## WHAT YOU NEED TO DO:
Extract every line of the material that contains the word "monitor" and list those lines.

## DATA PROVIDED:

========

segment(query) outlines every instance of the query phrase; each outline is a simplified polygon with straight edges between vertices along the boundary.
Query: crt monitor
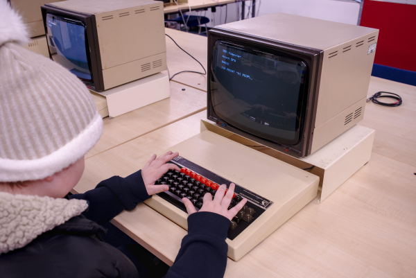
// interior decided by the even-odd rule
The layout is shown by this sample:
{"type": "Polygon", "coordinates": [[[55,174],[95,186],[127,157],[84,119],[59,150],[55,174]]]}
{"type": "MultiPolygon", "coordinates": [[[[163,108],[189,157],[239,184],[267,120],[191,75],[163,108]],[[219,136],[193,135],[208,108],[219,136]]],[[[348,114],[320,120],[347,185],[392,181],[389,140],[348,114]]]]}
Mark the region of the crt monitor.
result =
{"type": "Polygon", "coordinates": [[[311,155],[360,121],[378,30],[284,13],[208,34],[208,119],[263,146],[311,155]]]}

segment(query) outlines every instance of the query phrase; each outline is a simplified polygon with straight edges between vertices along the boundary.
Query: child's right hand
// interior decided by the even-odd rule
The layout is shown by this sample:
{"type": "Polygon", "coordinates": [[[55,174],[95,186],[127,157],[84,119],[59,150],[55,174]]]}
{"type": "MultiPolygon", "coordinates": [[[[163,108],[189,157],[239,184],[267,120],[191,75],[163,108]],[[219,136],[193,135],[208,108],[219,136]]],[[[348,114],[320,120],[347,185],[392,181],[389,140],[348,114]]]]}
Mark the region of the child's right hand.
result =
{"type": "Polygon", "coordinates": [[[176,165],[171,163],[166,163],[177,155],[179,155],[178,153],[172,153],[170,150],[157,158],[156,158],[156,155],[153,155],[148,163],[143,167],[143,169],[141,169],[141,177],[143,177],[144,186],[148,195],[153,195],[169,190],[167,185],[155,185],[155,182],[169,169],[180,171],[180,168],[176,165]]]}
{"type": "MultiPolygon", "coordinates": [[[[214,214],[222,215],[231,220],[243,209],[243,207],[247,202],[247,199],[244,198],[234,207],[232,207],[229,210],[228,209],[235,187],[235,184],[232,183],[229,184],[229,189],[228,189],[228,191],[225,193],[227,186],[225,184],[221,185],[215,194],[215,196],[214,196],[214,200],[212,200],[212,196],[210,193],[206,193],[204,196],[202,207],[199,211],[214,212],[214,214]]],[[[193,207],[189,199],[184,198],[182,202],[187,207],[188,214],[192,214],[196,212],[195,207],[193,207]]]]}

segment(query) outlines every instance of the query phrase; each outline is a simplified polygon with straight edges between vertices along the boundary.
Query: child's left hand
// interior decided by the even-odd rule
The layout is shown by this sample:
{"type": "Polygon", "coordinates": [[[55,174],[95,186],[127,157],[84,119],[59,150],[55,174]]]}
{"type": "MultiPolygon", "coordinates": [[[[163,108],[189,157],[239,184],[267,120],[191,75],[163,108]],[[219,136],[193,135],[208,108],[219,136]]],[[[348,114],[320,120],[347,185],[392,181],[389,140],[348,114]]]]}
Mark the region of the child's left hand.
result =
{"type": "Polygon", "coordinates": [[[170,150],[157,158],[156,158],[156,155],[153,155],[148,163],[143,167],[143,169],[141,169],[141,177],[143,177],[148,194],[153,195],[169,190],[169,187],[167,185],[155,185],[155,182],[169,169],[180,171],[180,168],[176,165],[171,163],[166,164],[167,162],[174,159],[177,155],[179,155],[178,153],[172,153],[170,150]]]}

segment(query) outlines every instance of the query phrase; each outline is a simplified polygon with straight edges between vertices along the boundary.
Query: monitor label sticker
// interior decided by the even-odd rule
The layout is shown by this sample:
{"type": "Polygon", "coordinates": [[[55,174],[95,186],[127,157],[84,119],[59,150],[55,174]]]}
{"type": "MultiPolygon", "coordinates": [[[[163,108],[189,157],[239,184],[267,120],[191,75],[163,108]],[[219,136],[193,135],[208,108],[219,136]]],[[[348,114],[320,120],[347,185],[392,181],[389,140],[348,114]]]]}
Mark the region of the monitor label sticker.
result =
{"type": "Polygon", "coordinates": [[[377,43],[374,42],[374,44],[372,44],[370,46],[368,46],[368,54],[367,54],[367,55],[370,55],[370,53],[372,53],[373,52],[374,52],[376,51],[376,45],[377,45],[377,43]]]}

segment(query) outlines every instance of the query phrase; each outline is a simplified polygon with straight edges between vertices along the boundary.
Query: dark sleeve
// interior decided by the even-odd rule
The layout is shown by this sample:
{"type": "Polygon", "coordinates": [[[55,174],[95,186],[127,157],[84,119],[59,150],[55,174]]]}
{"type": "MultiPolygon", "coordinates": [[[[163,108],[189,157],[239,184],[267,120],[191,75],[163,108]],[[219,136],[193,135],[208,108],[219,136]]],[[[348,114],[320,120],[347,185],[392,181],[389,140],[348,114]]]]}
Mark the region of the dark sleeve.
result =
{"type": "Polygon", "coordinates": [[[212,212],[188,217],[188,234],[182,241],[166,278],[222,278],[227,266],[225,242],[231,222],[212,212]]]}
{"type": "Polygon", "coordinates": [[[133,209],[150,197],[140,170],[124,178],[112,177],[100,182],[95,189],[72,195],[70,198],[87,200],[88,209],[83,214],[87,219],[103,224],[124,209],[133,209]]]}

========

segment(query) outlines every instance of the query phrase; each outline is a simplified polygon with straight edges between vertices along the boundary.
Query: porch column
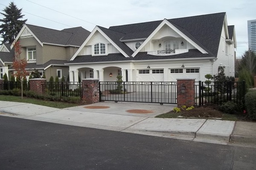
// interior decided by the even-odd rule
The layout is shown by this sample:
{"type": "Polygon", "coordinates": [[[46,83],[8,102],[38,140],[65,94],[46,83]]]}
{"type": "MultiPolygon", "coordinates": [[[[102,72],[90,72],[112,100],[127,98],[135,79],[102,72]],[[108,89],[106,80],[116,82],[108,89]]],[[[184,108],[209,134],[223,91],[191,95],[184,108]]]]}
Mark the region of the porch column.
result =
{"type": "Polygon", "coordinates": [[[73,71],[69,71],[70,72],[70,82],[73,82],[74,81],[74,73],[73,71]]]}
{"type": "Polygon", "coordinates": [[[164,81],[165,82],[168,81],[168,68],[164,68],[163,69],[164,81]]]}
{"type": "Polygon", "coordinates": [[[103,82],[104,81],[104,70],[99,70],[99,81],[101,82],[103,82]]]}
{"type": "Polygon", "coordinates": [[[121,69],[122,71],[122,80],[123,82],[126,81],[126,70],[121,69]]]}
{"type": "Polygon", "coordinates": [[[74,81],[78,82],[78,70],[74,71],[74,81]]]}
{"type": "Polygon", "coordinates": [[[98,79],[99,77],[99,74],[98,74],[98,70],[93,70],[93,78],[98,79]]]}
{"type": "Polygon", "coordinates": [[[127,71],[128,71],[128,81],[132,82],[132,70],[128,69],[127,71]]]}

========

## ANSWER TO THIS PROBLEM:
Query: crt monitor
Mark the region of the crt monitor.
Query: monitor label sticker
Mark the region of the monitor label sticker.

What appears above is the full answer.